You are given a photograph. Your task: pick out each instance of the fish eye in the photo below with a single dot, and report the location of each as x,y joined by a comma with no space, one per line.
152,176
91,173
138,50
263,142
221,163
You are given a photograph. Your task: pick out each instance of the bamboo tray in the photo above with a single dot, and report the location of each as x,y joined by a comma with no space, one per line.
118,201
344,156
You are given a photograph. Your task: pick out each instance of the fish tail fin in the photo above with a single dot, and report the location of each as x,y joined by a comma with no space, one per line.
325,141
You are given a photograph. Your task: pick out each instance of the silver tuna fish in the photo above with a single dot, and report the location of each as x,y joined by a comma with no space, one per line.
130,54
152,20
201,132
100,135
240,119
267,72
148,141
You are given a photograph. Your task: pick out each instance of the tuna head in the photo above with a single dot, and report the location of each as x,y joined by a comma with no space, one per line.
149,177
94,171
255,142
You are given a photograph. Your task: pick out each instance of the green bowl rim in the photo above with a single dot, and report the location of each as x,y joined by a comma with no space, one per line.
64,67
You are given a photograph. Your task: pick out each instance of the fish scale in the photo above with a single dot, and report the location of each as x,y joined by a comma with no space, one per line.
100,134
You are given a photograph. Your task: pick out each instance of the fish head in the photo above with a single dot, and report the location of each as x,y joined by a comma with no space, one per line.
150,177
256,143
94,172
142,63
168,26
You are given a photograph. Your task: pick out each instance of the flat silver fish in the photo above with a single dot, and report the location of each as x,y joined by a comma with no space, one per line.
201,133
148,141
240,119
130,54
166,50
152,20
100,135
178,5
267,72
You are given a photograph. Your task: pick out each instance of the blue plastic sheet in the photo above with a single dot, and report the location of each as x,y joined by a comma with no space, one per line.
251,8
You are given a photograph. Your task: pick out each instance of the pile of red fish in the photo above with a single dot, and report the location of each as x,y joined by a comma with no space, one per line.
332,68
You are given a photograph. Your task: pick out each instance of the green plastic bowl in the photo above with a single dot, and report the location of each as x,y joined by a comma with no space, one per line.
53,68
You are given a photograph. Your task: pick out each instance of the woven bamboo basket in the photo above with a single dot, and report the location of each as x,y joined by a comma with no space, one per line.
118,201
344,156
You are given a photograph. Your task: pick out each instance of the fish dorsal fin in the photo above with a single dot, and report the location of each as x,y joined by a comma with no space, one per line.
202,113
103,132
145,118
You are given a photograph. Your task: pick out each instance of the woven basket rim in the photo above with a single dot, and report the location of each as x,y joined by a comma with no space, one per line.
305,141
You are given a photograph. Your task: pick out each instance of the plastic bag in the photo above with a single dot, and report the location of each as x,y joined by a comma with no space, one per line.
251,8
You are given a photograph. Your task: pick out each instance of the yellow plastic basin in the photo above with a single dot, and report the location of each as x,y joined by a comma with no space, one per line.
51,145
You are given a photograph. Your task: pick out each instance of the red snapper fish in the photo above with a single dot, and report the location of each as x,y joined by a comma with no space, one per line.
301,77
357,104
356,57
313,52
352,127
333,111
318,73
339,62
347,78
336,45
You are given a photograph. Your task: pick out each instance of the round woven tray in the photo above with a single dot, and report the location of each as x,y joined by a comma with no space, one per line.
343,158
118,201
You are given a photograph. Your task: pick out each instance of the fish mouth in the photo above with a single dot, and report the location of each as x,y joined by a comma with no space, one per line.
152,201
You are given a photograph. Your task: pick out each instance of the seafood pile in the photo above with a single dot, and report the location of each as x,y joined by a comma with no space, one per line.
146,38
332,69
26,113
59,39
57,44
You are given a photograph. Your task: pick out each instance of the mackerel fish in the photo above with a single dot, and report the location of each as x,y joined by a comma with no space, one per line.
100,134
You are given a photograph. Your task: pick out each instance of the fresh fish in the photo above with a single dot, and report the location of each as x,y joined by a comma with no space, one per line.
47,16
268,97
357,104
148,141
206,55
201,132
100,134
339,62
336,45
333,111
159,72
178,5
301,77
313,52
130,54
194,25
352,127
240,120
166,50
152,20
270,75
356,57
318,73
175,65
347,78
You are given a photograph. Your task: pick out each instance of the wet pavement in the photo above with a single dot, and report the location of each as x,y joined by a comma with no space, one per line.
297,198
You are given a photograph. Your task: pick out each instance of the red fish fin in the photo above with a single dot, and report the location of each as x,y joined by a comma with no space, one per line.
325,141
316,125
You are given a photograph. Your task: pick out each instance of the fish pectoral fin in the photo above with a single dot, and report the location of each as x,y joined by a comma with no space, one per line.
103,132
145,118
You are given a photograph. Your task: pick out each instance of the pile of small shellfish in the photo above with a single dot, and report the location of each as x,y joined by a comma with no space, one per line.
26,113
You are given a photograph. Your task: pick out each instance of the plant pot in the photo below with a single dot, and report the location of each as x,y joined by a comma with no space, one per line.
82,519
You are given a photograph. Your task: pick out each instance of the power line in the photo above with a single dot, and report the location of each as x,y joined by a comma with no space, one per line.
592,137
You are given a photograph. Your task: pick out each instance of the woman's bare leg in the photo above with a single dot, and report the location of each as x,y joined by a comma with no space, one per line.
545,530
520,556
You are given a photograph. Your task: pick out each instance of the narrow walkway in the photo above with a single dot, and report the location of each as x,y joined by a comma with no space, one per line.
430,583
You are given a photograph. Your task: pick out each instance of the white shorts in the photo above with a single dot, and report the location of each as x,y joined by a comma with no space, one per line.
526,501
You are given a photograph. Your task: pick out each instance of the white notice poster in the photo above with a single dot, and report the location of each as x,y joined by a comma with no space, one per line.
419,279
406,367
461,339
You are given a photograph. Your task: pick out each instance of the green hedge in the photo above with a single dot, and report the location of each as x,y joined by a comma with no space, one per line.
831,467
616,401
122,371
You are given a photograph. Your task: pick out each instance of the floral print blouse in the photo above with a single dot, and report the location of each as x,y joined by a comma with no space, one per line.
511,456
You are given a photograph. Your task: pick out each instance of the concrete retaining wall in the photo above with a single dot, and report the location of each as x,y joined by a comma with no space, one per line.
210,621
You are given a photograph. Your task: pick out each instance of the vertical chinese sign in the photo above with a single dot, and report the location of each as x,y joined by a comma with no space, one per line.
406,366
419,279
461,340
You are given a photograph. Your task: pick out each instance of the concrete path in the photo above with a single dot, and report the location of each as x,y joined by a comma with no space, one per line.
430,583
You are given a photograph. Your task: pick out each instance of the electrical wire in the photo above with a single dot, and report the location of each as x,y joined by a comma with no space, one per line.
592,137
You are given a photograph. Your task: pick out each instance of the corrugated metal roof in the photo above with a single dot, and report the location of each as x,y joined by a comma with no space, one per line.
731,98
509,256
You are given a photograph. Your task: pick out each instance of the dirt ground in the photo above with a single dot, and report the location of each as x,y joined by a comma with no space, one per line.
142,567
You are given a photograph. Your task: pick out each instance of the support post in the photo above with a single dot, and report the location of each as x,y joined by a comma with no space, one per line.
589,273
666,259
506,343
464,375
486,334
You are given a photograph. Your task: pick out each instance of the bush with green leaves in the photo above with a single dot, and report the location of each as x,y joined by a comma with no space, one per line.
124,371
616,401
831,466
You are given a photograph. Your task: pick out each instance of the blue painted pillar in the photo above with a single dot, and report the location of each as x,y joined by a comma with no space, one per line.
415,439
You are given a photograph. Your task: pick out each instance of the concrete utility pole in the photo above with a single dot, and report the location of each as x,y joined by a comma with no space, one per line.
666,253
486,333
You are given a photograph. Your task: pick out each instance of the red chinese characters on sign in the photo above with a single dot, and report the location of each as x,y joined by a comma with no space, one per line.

## [What to work on]
Output the whole listing above again, word for word.

## [Solution]
You are given a photograph. Your task: pick out each instance of the fish eye in the photo below with a single dot, and report the location of each as x,y joined by a comma with no space, one per line.
152,176
91,173
138,50
263,142
221,163
You are given a photograph. Your task: pick out each instance of the bamboo tray in the photo above with a single dot, and report the location of each as x,y joined by a comma with no space, one per line.
118,201
344,156
You are given a photograph. Your task: pick out each instance of the fish tail fin in the photo above with a single dot, and report the location of each as x,y joined by a comma with no space, one per line.
325,141
You are given a photograph. Your task: pick out each instance of the silver tuna fish in the photo above with a single dot, and report the location of each as x,y joined by a comma with no space, one per line.
130,54
152,20
201,132
100,135
240,119
267,72
148,141
You are given a photograph. Your task: pick out each instance of the tuna head in the photo above with a single dot, and report the location of each as x,y joined by a comma with no space, one per line.
149,177
94,171
255,142
You are given a photograph. Your task: pick out each instance of the green bowl rim in the photo above with a single dot, and report the location of each as x,y joined by a comma with no space, one per line.
64,67
You are given a photograph. Your task: pick out each instance of the fish scale in the photo above with a single dot, and report the location of each as x,y joined by a comma with no space, one per line.
100,134
You are given a photograph. Your task: pick out each instance of the fish head in the photo above with a single dot, and report the location of each as x,y joined by a comma with no space, one per line.
150,177
256,143
94,172
142,63
168,26
You are given a photograph. Your task: pick out each instance of the flat silver fish in the photo above with a single dot, and report the location of each as x,y joined by a comma with no space, one per line.
201,133
148,141
240,119
130,54
166,50
152,20
100,135
178,5
267,72
You are given a photograph. Your task: pick out each instance of the blue plastic sheet in the photo above with a single dot, and report the location of each as x,y joined by a comma with no space, one per line.
251,8
You are given a photograph. Your task: pick out each instance of the pile of red fish in the photo above with a single dot, and report the location of each as x,y joined by a comma with no space, one per line.
332,68
You are given a photograph. Your task: pick out each instance of the green plastic bowl in the photo above with a single dot, and report the location of each as x,y joined by a comma with no space, one per line.
53,68
You are given a photograph. Your task: pick out each instance of the woven bamboo basket in the photo above with a single dot, and report the location of each as x,y joined by a comma with no space, one per line.
118,201
344,156
You are given a photograph. Your task: pick out each instance of the fish dorsal fin in the photo above with a single dot, and report the location of each as x,y joined by a comma with no space, one per line.
202,113
103,132
145,118
You are given a photograph. Your task: pick out each instance of the woven basket rim in the photo above with a single dot, and report the location of each as x,y joined by a comma with no space, one per line.
305,141
You are given a photograph. Your task: pick out each instance of the plastic bag in the photo above with a single dot, and report the location of each as x,y joined by a comma with no space, one per line.
251,8
You are given a photograph. Your task: pick out each instance of the yellow plastic basin in the photo above with a single dot, and report the location of each as x,y joined by a comma with no space, one per line.
51,145
You are given a photograph. Your task: pick out each instance of the red snapper fish in the photo above with a single dot, and report the location of each as x,y joined by a comma with no space, one per line.
301,77
357,104
356,57
313,52
352,127
333,111
318,73
339,62
347,78
336,45
You are given a photograph. Your task: pick out each instance of the round woven tray in the photo above with a single dot, and report the location of each as x,y joined by a comma with no space, one per line.
343,158
118,201
You are given a photograph. Your task: pick out each instance of the fish mouth in the photo above with a single dot, and report the location of each as x,y joined by a comma with no space, one per line.
152,201
You are given a photograph. Your task: pick out each instance of the seafood pile in the photo above with a single dot, and report the location of each as x,y joined by a comma with no space, one per line.
146,38
332,69
26,113
59,39
57,44
You are given a photograph. Your task: pick out each instance of the mackerel fish in the photo above with a single dot, and report the location of each as x,y joined by a comma with no space, one per line.
100,134
You are given a photograph. Your task: pick out each instance of the fresh fish in the photo above with a single dot, and report the location of each as x,y joined by a comma with no space, one per line.
47,16
268,97
357,104
148,141
206,55
201,132
100,134
339,62
336,45
333,111
159,72
178,5
301,77
313,52
130,54
194,25
352,127
240,120
166,50
152,20
270,75
356,57
318,73
175,65
347,78
You are given a photograph. Your task: pick out each instance of the wet pavement in the photo above with a single dot, and report the location of each as x,y joined by a comma with no space, one per line.
297,198
You are given a photograph. Your task: pick out each instance of the red fish fin in the photo above with a single dot, and report the location of each as x,y joined by a comma with no space, one per line.
325,141
316,125
You are given a photograph. Your task: pick out each instance of the fish pectoral fin in the photo above with a single dot, and report the location of each as x,y joined by a comma with no space, one per line.
103,132
145,118
You are given a photograph. Your task: pick out each instance of the pile of small shellfish in the photo above with a single dot, and report the location of each as x,y joined by a comma with no space, one per line.
26,113
You are given a photograph. Your task: pick out each instance of the plant pot in the photo below with a single dot, and report the location of each as x,y joined by a comma with no space, one per line.
82,519
You are given a photograph. Your task: pick out each instance of the power line in the photo above with a single dot, and report the location of each as x,y joined by a comma with no space, one per line.
592,137
You are given a photograph. Your task: pick out each instance of the woman's bare leg in the photo above with a single dot, and report the location of each as x,y joined by a comma with no space, one per line.
545,530
520,556
You are given a photograph. Your task: pick out each instance of the narrow walkway in the photo above with a single dot, and report the location of each as x,y joined by a comma with no space, one per line.
430,583
You are given a photograph. Your task: pick out each instance of the white shorts in the photo above with a single dot, and report the location of each as x,y joined by a comma with no space, one per line.
526,501
You are given a photograph. Your task: pick out each instance of the white notice poster in the photo above with a single dot, and report the location of each as x,y joined by a comma with no space, one per line.
419,279
406,367
461,339
You are given a photograph. Your task: pick out each instance of the green hedge in the photo above with a single dot, and report the location of each as x,y joined by a comma with no space, one per line.
831,467
616,401
122,371
You are given a photograph. Your task: pick out each instance of the floral print blouse in the photo above with a single dot, and report the location of each as x,y joined by a comma with no space, one per line.
511,456
You are given a photograph. Your task: pick out each instance of the concrete retaining wall in the photo above with a single dot, and report the location of each as x,y joined by a comma with no space, one per line.
210,621
You are given a photograph. Your task: pick out each instance of the vertical chinese sign in the photo above with a single dot, and report the location of each as x,y joined by a comma with no space, one per line.
406,366
419,279
461,340
You are given a photograph. Your task: pick out each instance of the concrete path in the photo above with a single dot, and report the location of each as x,y joined by a comma with no space, one per line.
430,583
You are given a photograph. Your task: pick out each instance of the electrical wire in the photo above with a single dot, and report the location of each as x,y joined by a comma with no space, one per line.
592,137
You are given a photograph. Your task: pick out each instance of the corrugated metal roof in the photo above with a single dot, and report the location of each as x,y joined by a comma with no space, one per line.
731,98
509,256
You are given a photograph. Your task: pick out each instance of the dirt ground in the photo above with a single dot, and report the location of each as x,y joined by a comma with no space, one per line.
142,567
You are given a photograph. Your task: pick out each instance of the support post in the photo above with a single dot, and report the location of each as x,y joined by a comma with no space, one per line.
589,273
666,259
506,343
464,375
486,334
You are given a photograph. Your task: pick out each instance of the bush with green leaves in the photo above with a single dot, and report the location of each as x,y joined by a comma with no space, one per line.
124,371
616,401
831,466
You are given a photograph. Your task: pick out each instance of the blue painted pillar in the photo above with a single dot, and report the location of each as x,y joined by a comma with no space, one per line.
415,439
You are given a photograph. Your task: pick out each instance of the concrete utility pole in the photo above with a single dot, and report the location of each as x,y joined by a comma with no space, one per line.
666,253
486,333
You are given a photograph. Your task: pick out each instance of the red chinese characters on sign in the photo above with a single dot, and report the location of each as x,y joined by a comma with no space, one per line.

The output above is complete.